→ DOCUMENT SECTION
################

Abstract

Background. Adulterants in Chinese medicines had always affected the efficacy of Chinese medicines and resulted in safety problems in drug use. We aimed to take the identification of fake velvet antlers as an example for establishment of a rapid and accurate identification platform for modern pharmaceutical companies and markets of Chinese medicine. Methods. In this study, we developed a novel electronic nose and DNA identification platform for identifying fake velvet antlers. Electronic nose was designed for rapid screening, while accurate identification based on DNA method was performed when electronic nose fails to accurately identify some complex samples. Results. Rapid identification of different velvet antlers based on electronic nose showed the good identification power, while accurate identification based on DNA sequencing technology demonstrated a correct identification rate of 100%. We also mined thirty conserved specific sites of fake velvet antlers, which was useful for further work. Conclusions. The results suggested that electronic nose and DNA identification platform was effective for rapid and accurate identification of fake velvet antlers. It highly improved efficiency and decreased cost of identification and could provide a new sight and inspiration for identification in the field of traditional Chinese medicine (TCM).

1. Introduction

Adulterants in Chinese medicines had always affected the efficacy of Chinese medicines and resulted in safety problems in drug use. However, modern pharmaceutical companies and markets of Chinese medicine do not have a suitable platform for rapid and accurate identification of adulterants. Velvet antler (Lu-Rong in China), for instance, the nonossific horn of Cervus nippon or Cervus elaphus, is a precious animal-sourced Chinese medicine in China. Pharmacological studies had proven its functions of anti-bone resorption [1], antiarthritis [2], and promoting chondrocyte proliferation [3]. Unfortunately, official velvet antlers are always replaced by the fake velvet antler of Rangifer tarandus due to high profit in Chinese market [46]. It is, therefore, necessary to develop a rapid and accurate identification platform for identification of adulterants.

DNA sequencing technology which can mirror abundant DNA information is good candidate for accurate identification of adulterants [410]. DNA sequences can be directly determined by fluorescence sensors of DNA sequencer. However, it is also always of low efficiency and high cost. Electronic nose is an intelligent design of simulating human’s olfactory system. Its array of metal oxide sensors interacting with a broad range of chemicals with varying intensities is used to rapidly describe the substances of odors. Compared with conventional DNA identification, electronic nose has high efficiency and low cost for identification.

It can be imaged that DNA sequencing method, combined with electronic nose, can highly improve efficiency and decrease cost of identification. Here, we introduced electronic nose into the discrimination of traditional Chinese medicines (TCM) and further developed a novel electronic nose and DNA identification platform for identification of fake velvet antlers (Figure 1). We aimed to take the identification of fake velvet antlers as an example for establishment of a rapid and accurate identification platform for modern pharmaceutical companies and markets of Chinese medicine, which is of great significance to standardization, normalization, and medication safety of Chinese medicine.

################

(Stored items)
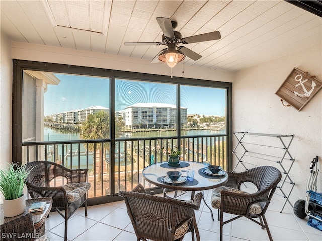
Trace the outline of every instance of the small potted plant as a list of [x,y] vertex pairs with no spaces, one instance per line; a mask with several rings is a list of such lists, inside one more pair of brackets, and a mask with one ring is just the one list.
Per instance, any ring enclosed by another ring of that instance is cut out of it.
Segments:
[[23,193],[26,179],[32,168],[25,165],[9,164],[7,168],[0,170],[0,192],[4,200],[4,215],[11,217],[23,213],[26,209],[26,201]]
[[[164,149],[163,148],[163,149]],[[179,157],[181,155],[181,152],[178,149],[170,149],[170,151],[167,152],[167,154],[169,159],[168,161],[168,164],[173,167],[178,167],[180,165]]]

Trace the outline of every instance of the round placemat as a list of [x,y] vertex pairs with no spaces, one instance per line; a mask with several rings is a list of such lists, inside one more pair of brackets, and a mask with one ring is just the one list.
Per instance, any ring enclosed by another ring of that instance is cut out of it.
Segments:
[[[203,177],[205,177],[206,178],[211,178],[211,179],[217,179],[218,178],[222,178],[223,177],[224,177],[225,175],[223,175],[222,176],[211,176],[210,175],[207,175],[205,173],[204,173],[202,172],[202,169],[203,169],[203,168],[200,168],[199,170],[198,170],[198,173],[199,174],[199,175]],[[222,170],[223,171],[223,170]],[[224,172],[225,172],[225,174],[226,174],[226,172],[225,171],[223,171]]]
[[173,167],[168,165],[168,162],[162,164],[160,166],[164,168],[182,168],[184,167],[189,167],[190,165],[188,162],[180,162],[180,164],[178,167]]
[[168,183],[168,182],[165,182],[162,181],[161,178],[163,177],[160,177],[157,178],[157,181],[162,183],[166,183],[168,185],[170,185],[171,186],[176,186],[176,187],[189,187],[190,186],[195,186],[197,185],[199,182],[198,181],[197,179],[195,178],[193,179],[193,181],[188,181],[188,180],[186,181],[185,182],[183,182],[182,183]]

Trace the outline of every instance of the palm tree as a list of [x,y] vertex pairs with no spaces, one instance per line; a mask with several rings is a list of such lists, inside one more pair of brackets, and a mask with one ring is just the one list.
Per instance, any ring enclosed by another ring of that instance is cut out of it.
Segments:
[[[86,120],[83,123],[81,128],[80,138],[85,140],[103,139],[109,138],[110,134],[110,118],[108,113],[101,111],[89,115]],[[103,144],[103,155],[101,155],[102,144],[96,143],[96,150],[99,152],[99,164],[97,180],[102,180],[102,162],[105,161],[107,152],[109,150],[109,145]],[[94,143],[88,144],[88,151],[94,151]],[[102,160],[102,156],[103,159]]]

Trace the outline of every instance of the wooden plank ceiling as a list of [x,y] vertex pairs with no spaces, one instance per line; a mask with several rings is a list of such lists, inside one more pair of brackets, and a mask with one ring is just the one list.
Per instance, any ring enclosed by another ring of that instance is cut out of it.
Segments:
[[[221,38],[185,47],[202,58],[185,64],[235,71],[322,41],[322,18],[280,0],[42,0],[0,2],[1,29],[13,41],[152,60],[164,46],[155,19],[177,22],[183,37]],[[133,59],[135,61],[135,59]],[[162,63],[151,64],[164,64]]]

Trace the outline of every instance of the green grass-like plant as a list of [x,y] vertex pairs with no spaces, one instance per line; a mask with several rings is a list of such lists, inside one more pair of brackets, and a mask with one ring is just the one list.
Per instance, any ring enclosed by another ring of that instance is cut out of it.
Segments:
[[26,179],[32,168],[9,163],[7,169],[0,170],[0,192],[6,200],[16,199],[22,196]]

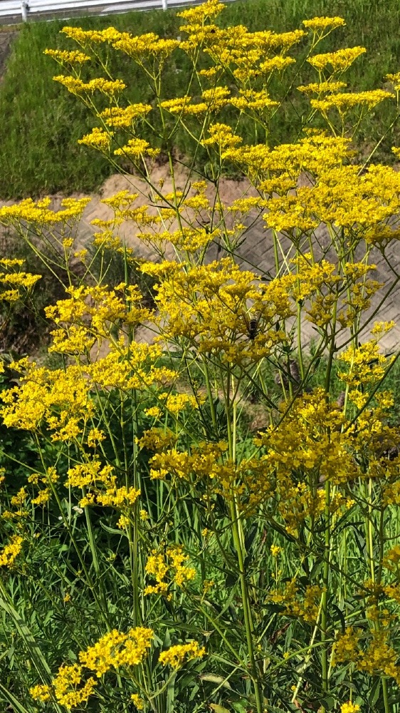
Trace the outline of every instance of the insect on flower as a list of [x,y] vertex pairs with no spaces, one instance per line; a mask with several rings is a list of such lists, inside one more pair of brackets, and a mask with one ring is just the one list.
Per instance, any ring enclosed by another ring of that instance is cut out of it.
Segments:
[[249,319],[248,317],[243,315],[247,327],[247,336],[252,342],[254,341],[258,333],[258,324],[260,317],[261,315],[258,314],[258,317],[253,317],[251,319]]

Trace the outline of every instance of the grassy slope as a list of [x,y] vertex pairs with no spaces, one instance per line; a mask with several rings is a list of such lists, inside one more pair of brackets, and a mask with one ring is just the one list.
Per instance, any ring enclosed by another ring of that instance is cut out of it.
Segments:
[[[283,8],[282,6],[284,5]],[[350,86],[366,89],[382,86],[382,77],[400,68],[400,5],[398,0],[246,0],[229,4],[223,15],[224,24],[243,24],[250,29],[270,28],[277,31],[300,26],[301,21],[314,15],[339,14],[347,27],[336,31],[325,50],[364,44],[369,53],[357,61],[349,74]],[[114,25],[135,34],[154,31],[176,36],[180,21],[173,11],[131,12],[102,18],[85,18],[70,24],[85,28]],[[111,170],[100,155],[78,146],[77,140],[93,126],[87,110],[63,88],[52,81],[58,68],[43,56],[46,47],[67,46],[59,30],[65,21],[34,23],[23,26],[8,61],[0,88],[0,197],[19,198],[46,193],[93,190]],[[182,61],[179,59],[179,61]],[[129,66],[131,101],[151,98],[135,66],[115,55],[115,73],[121,63]],[[119,64],[117,63],[119,63]],[[166,78],[170,96],[179,95],[184,86],[187,65],[172,68]],[[125,73],[124,76],[127,76]],[[299,99],[299,101],[300,100]],[[281,114],[276,139],[299,125],[301,107],[288,106]],[[361,140],[368,146],[386,125],[386,110],[378,108],[365,123]],[[400,131],[389,137],[385,146],[400,140]],[[190,150],[184,137],[177,137],[181,150]]]

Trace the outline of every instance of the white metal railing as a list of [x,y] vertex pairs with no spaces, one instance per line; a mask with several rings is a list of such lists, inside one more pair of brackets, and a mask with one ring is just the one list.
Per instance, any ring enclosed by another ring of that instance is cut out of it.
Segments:
[[129,10],[164,9],[198,4],[201,0],[0,0],[0,24],[49,16],[68,19],[77,14],[107,15]]

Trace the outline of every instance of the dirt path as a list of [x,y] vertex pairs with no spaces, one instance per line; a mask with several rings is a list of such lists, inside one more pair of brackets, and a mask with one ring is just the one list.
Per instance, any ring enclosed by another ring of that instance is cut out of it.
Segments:
[[[186,183],[186,175],[184,170],[178,170],[176,174],[176,187],[177,189],[184,188]],[[167,166],[157,168],[153,173],[152,181],[156,185],[160,179],[164,180],[163,193],[166,193],[172,190],[171,178],[169,175],[169,169]],[[112,217],[113,213],[110,208],[101,202],[102,198],[108,198],[115,195],[119,191],[128,190],[130,193],[138,193],[139,198],[135,204],[142,205],[149,202],[149,189],[146,184],[140,179],[128,175],[115,175],[111,176],[104,183],[100,193],[93,195],[92,200],[87,206],[79,226],[78,234],[76,240],[76,250],[80,250],[85,247],[90,242],[93,233],[98,230],[92,224],[91,221],[94,218],[107,220]],[[220,186],[221,198],[223,203],[230,205],[236,198],[239,198],[246,194],[247,195],[254,195],[253,189],[246,181],[234,181],[224,179],[221,183]],[[81,197],[82,194],[75,194],[75,197]],[[53,198],[52,207],[58,210],[60,205],[62,196],[56,195]],[[7,202],[8,205],[11,202]],[[0,204],[1,205],[1,204]],[[2,205],[4,205],[3,203]],[[274,255],[273,245],[270,231],[265,230],[263,221],[261,217],[258,217],[254,220],[254,217],[250,217],[248,220],[251,222],[249,227],[246,240],[238,251],[238,262],[243,269],[251,270],[255,272],[260,270],[267,272],[269,270],[273,271]],[[248,222],[247,225],[249,225]],[[132,247],[138,257],[145,257],[152,260],[154,258],[154,253],[143,242],[137,235],[137,228],[132,222],[123,223],[119,229],[120,237],[126,242],[128,247]],[[317,231],[317,238],[320,245],[323,248],[324,246],[329,245],[330,239],[327,235],[326,229],[321,226]],[[288,243],[285,242],[283,245],[285,249],[288,248]],[[167,252],[167,257],[173,257],[172,249]],[[216,247],[212,246],[209,251],[209,260],[214,260],[217,257]],[[221,257],[221,255],[220,255]],[[330,255],[328,252],[326,258],[329,260],[335,260],[333,255]],[[374,317],[374,320],[391,320],[396,323],[396,327],[391,330],[382,339],[381,345],[386,352],[391,352],[399,348],[400,343],[400,280],[391,291],[390,297],[385,303],[384,307],[379,307],[379,302],[382,299],[382,292],[384,294],[385,287],[387,289],[395,279],[395,273],[400,273],[400,245],[396,241],[393,241],[386,252],[386,260],[382,257],[380,253],[375,250],[372,256],[372,262],[377,265],[377,270],[371,274],[374,279],[377,279],[383,283],[384,287],[379,290],[372,298],[369,313],[377,312]],[[371,325],[372,326],[372,325]],[[317,337],[317,334],[314,327],[309,322],[304,321],[302,327],[302,341],[307,344],[313,337]],[[366,333],[365,338],[368,332]],[[141,328],[139,330],[137,338],[140,341],[147,341],[152,338],[152,333],[149,330]]]

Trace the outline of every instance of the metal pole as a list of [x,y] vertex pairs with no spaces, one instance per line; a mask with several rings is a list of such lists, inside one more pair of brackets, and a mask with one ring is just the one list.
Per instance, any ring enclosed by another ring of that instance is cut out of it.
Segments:
[[21,14],[22,15],[22,21],[28,21],[28,13],[29,11],[29,6],[26,2],[26,0],[23,0],[21,4]]

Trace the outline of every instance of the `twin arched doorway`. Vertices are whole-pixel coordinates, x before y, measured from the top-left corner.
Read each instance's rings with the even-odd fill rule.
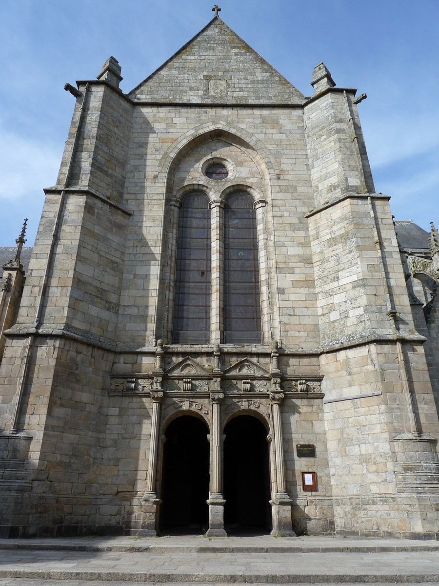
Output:
[[[182,415],[167,427],[163,449],[160,524],[165,532],[204,533],[208,527],[209,432],[204,421]],[[228,533],[271,529],[267,431],[241,415],[224,428],[224,524]]]

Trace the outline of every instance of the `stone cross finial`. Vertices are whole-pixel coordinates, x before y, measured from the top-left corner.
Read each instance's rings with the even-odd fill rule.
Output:
[[[15,241],[17,243],[17,247],[15,249],[15,256],[13,257],[14,263],[18,263],[20,260],[20,256],[21,255],[21,249],[23,248],[23,245],[27,240],[25,239],[25,234],[26,234],[26,226],[28,224],[28,218],[25,218],[25,222],[23,224],[23,227],[21,229],[21,232],[20,233],[20,236],[18,238],[15,239]]]
[[[433,223],[430,223],[430,253],[434,270],[439,273],[439,234]]]

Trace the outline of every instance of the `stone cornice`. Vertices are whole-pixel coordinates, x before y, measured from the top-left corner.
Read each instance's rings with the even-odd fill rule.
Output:
[[[141,346],[140,347],[133,348],[124,346],[119,342],[115,342],[109,338],[104,336],[99,336],[90,332],[85,332],[80,330],[67,329],[62,326],[56,325],[44,325],[36,329],[32,325],[20,325],[15,324],[9,329],[5,330],[3,332],[7,338],[22,338],[28,336],[41,336],[45,338],[64,338],[68,340],[74,340],[81,342],[88,346],[94,347],[102,348],[104,350],[109,350],[111,352],[118,353],[126,354],[146,354],[155,355],[157,350],[156,346]],[[390,342],[418,342],[423,344],[427,341],[427,338],[419,334],[404,334],[400,332],[398,334],[389,333],[388,334],[375,332],[369,335],[358,336],[356,338],[345,340],[337,340],[333,342],[326,342],[321,344],[320,346],[314,350],[303,350],[300,349],[284,349],[279,348],[278,352],[280,356],[306,356],[318,357],[321,354],[327,354],[331,352],[338,352],[339,350],[346,350],[348,348],[353,348],[358,346],[364,346],[366,344],[375,343],[389,343]],[[261,346],[260,347],[257,346],[221,346],[221,352],[228,354],[243,354],[246,356],[269,356],[272,353],[271,346]],[[209,355],[211,356],[214,351],[213,345],[199,346],[163,346],[165,353],[184,354],[190,353],[191,355],[198,355],[200,356]]]
[[[390,199],[390,195],[383,195],[382,193],[344,193],[339,197],[337,197],[335,199],[331,201],[325,202],[323,205],[319,206],[318,207],[314,207],[313,209],[310,210],[307,214],[305,214],[305,217],[312,217],[315,214],[320,213],[321,212],[323,212],[324,210],[337,205],[337,203],[344,202],[347,199],[368,199],[369,197],[372,197],[372,199],[386,199],[387,201]]]

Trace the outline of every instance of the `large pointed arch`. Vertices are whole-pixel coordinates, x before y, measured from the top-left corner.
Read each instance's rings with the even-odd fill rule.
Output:
[[[222,121],[220,121],[215,123],[210,122],[200,124],[191,129],[187,132],[186,132],[171,144],[163,153],[159,163],[158,166],[160,171],[156,179],[156,184],[161,185],[163,226],[165,225],[167,203],[173,200],[177,195],[173,193],[173,178],[180,163],[192,150],[194,150],[203,144],[214,140],[222,140],[231,145],[235,145],[246,149],[248,155],[260,172],[263,181],[263,197],[267,202],[271,202],[271,186],[273,183],[273,180],[276,178],[276,175],[280,171],[277,169],[276,161],[263,143],[259,139],[243,128],[235,127]],[[271,213],[272,230],[273,231],[272,238],[274,245],[273,248],[275,250],[274,254],[275,256],[275,235],[274,233],[274,222],[273,222],[273,219],[272,217],[272,206],[271,207]],[[166,279],[164,280],[163,278],[163,275],[166,272],[166,267],[164,266],[164,263],[166,258],[168,248],[166,241],[167,237],[166,231],[164,230],[162,246],[158,259],[159,270],[157,277],[157,288],[161,293],[162,298],[164,299],[164,303],[160,304],[160,308],[162,309],[159,309],[158,306],[156,305],[156,315],[155,316],[156,338],[160,337],[163,335],[163,326],[165,322],[167,323],[169,321],[168,308],[170,301],[169,299],[166,301],[165,299],[166,292],[168,290],[169,284],[166,282]],[[277,289],[277,271],[275,258],[272,260],[272,267],[273,270],[272,272],[274,281],[273,285],[275,288]],[[164,315],[159,315],[159,311],[163,311],[166,314],[166,318]],[[275,337],[276,337],[278,339],[280,339],[280,316],[279,313],[279,308],[277,308],[277,311],[273,314],[272,317],[275,318],[275,323],[272,325],[272,328],[274,326],[273,334]]]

################

→ TASK DETAILS
Reproduce word for word the part of the velvet antler article that starts at the words "1. Introduction" and stops after "for identification of adulterants.". These items have no connection to the velvet antler article.

→ WRITTEN ANSWER
1. Introduction

Adulterants in Chinese medicines had always affected the efficacy of Chinese medicines and resulted in safety problems in drug use. However, modern pharmaceutical companies and markets of Chinese medicine do not have a suitable platform for rapid and accurate identification of adulterants. Velvet antler (Lu-Rong in China), for instance, the nonossific horn of Cervus nippon or Cervus elaphus, is a precious animal-sourced Chinese medicine in China. Pharmacological studies had proven its functions of anti-bone resorption [1], antiarthritis [2], and promoting chondrocyte proliferation [3]. Unfortunately, official velvet antlers are always replaced by the fake velvet antler of Rangifer tarandus due to high profit in Chinese market [46]. It is, therefore, necessary to develop a rapid and accurate identification platform for identification of adulterants.